**ENUNCIADO:** Escreva a continuação do texto de curadoria da mostra "Depois do fim", que vem logo abaixo, começando depois da última frase.

Depois do fim
Curadoria
Bernardo José de Souza
18.maio
17.set.17
Em meio ao desastre político, econômico e ambiental a impactar a humanidade nesta quadra sombria do século XXI, a Fundação Iberê Camargo retoma suas atividades preocupada com o futuro. A suposta plasticidade atribuída ao homem, à natureza e ao sistema capitalista parece se haver esgotado, esgarçado, encontrado um limite real, em que pese a virtualidade dos fatores a complexificar uma equação que sequer as ciências nos dão margem para resolver. Nesse conturbado contexto, a perspectiva do fim vem ganhando contornos diversos nos mais variados horizontes, quer remotos ou imediatos; e na esteira de uma série de especulações quanto aos rumos da própria Fundação, do Brasil e do mundo, torna-se imperativo articular possíveis respostas ao conjunto de dilemas experimentados pela humanidade em face a um cenário de matizes obscurantistas e tintas apocalípticas.

**CONTEÚDO DOS DADOS:**
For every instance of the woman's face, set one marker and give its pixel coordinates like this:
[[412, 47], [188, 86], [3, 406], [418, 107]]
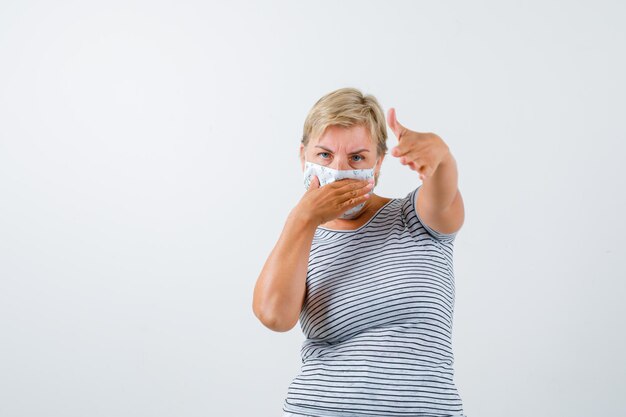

**RESPOSTA CERTA:**
Partindo de um universo ficcional, que lança o público em uma viagem no tempo, Depois do fim busca explorar a relação ambivalente que estabelecemos com o passado, o presente e o futuro. Ora, se a contemporaneidade está permanentemente a instar a revisão do passado (sobretudo política), ao passo em que nos demanda divisar possíveis futuros para humanidade (uma questão de sobrevivência), o que dizer de nossa relação com um presente de pós-verdade? Vivemos em um tempo que se apresenta fracionado, nebuloso, insondável – em meio ao que Giorgio Agamben chama de “escuridão do presente” –, mas que, contudo, carrega em si a potência de um futuro possível, latente, ainda que disforme.
Nesse sentido, a ficção científica a inspirar esta mostra serve como plataforma plástica e discursiva para que uma série de debates e investigações estéticas, políticas e filosóficas ganhem corpo, problematizando nossa relação com o futuro e estimulando o uso da imaginação e da fantasia como antídotos ao estado de paralisia e conformidade que parece decretar o fim dos tempos e de toda forma de utopia – após a queda do muro de Berlim (1989), o consequente abandono de qualquer perspectiva de transformação do mundo acabou por ceder espaço à conformidade mórbida que hoje alimenta as correntes (e perversas) posturas fatalistas e apocalípticas.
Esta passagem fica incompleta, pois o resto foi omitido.